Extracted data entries
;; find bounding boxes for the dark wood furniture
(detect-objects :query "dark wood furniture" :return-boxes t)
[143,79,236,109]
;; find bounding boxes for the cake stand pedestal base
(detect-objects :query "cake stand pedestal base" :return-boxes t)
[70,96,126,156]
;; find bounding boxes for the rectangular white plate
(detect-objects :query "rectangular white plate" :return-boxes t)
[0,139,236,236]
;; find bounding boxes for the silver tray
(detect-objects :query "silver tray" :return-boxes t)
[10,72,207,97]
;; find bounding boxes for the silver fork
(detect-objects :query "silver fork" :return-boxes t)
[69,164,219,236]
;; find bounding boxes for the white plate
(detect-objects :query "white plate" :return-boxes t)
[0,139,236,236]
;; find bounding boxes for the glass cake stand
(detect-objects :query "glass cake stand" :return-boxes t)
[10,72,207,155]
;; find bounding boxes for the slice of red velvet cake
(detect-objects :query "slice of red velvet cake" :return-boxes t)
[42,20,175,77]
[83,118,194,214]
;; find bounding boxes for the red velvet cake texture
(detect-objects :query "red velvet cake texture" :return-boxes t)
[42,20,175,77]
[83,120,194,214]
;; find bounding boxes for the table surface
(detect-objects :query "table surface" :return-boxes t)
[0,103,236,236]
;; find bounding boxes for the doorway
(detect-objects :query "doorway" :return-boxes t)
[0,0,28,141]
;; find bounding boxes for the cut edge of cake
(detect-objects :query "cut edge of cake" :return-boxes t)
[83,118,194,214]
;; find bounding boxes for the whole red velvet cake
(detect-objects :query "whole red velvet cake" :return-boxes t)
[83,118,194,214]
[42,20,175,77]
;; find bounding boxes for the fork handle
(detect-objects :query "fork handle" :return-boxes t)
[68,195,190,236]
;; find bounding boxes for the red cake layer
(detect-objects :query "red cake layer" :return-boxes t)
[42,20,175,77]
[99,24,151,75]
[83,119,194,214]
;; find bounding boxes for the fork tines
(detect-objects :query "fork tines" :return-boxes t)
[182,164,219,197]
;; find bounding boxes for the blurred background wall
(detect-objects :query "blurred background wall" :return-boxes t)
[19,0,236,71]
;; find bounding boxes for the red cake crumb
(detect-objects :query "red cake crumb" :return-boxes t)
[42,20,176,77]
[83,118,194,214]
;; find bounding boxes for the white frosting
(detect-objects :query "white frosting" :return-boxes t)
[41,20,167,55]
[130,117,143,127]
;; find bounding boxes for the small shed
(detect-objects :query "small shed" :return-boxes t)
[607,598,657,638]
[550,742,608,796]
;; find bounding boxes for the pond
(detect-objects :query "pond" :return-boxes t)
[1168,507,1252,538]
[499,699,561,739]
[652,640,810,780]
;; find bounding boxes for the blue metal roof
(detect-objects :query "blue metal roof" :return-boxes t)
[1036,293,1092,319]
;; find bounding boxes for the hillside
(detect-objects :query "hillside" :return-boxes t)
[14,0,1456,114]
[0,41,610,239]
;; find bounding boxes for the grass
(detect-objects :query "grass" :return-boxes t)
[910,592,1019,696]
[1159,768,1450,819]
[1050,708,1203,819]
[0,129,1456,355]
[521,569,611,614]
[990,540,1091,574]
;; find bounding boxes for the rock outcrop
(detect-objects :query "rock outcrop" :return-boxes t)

▶ **WRITTEN EXERCISE**: Extract all of the data above and reproduce every line without any change.

▶ **RIGHT ANSWER**:
;; find bounding boxes for the dark wood furniture
(detect-objects :query "dark wood furniture" :return-boxes t)
[143,79,236,109]
;; find bounding boxes for the cake stand pedestal base
(detect-objects :query "cake stand pedestal base" :return-boxes t)
[70,96,126,156]
;; find bounding boxes for the rectangular white plate
(detect-objects :query "rectangular white plate" :return-boxes t)
[0,139,236,236]
;; find bounding boxes for the silver tray
(detect-objects :query "silver tray" :return-boxes t)
[10,72,207,97]
;; find bounding boxes for the silver fork
(detect-objects :query "silver fork" :return-boxes t)
[69,164,219,236]
;; find bounding boxes for the white plate
(detect-objects :query "white plate" :return-boxes t)
[0,139,236,236]
;; find bounding boxes for the glass cake stand
(detect-objects :query "glass cake stand" :return-boxes t)
[10,72,207,155]
;; find bounding boxes for the slice of red velvet cake
(detect-objects :query "slice of red velvet cake" :return-boxes t)
[42,20,175,77]
[83,118,194,214]
;; find bounding boxes for the red velvet cake texture
(detect-objects :query "red velvet cake texture" :return-boxes t)
[42,20,175,77]
[83,120,194,214]
;; find bounding boxes for the table surface
(detect-objects :query "table surface" :return-boxes t)
[0,103,236,236]
;; find bounding boxes for the doorway
(detect-objects :query "doorway" :return-boxes t)
[0,0,28,141]
;; find bounding boxes for the cut edge of cake
(detect-objects :query "cut edge of cake" :return-boxes t)
[83,118,194,214]
;; find bounding boxes for the whole red velvet cake
(detect-objects :query "whole red velvet cake" :return-boxes t)
[83,118,194,214]
[42,20,175,77]
;; find bounding boxes for the fork handle
(detect-objects :query "fork handle" :return-boxes t)
[68,195,190,236]
;; find bounding boxes for the red cake layer
(detect-objects :query "red cake layer" :return-boxes t)
[42,20,175,77]
[99,24,151,75]
[83,119,194,214]
;; find bounding boxes for the fork tines
(detect-objects :query "fork tines" :return-boxes t)
[182,164,219,197]
;; find bounding boxes for the blurred background wall
(detect-objects :query "blurred background wall" :return-boxes t)
[19,0,236,71]
;; find bounding boxes for the red cake crumb
(detect-objects :query "red cake crumb" :return-boxes t)
[42,20,176,77]
[83,118,194,214]
;; find bounding boxes for the white frosting
(detect-objects :query "white frosting" :return-boxes t)
[41,20,167,55]
[130,117,143,127]
;; find bounding boxes for the small shed
(detect-objects :query "small shed" :return-boxes t)
[607,598,657,638]
[550,742,608,796]
;; find bounding boxes for the pond
(detect-objects :query "pond" :return-boxes t)
[1168,507,1252,538]
[499,699,561,739]
[652,640,810,780]
;; find bounding boxes for the blue metal roof
(detect-objects :query "blue metal roof" :return-boxes t)
[1036,293,1092,319]
;; find bounding boxes for the hillside
(detect-objects :query "hillside" :return-boxes t)
[14,0,1456,114]
[0,41,610,239]
;; find bounding boxes for the grass
(detect-objects :query "grass" :return-boxes t)
[910,592,1019,696]
[1159,768,1450,819]
[1050,708,1203,819]
[0,129,1456,355]
[521,569,611,614]
[990,540,1091,574]
;; find bounding boxes for the rock outcrop
(detect-objects :query "rock outcrop" :return-boxes t)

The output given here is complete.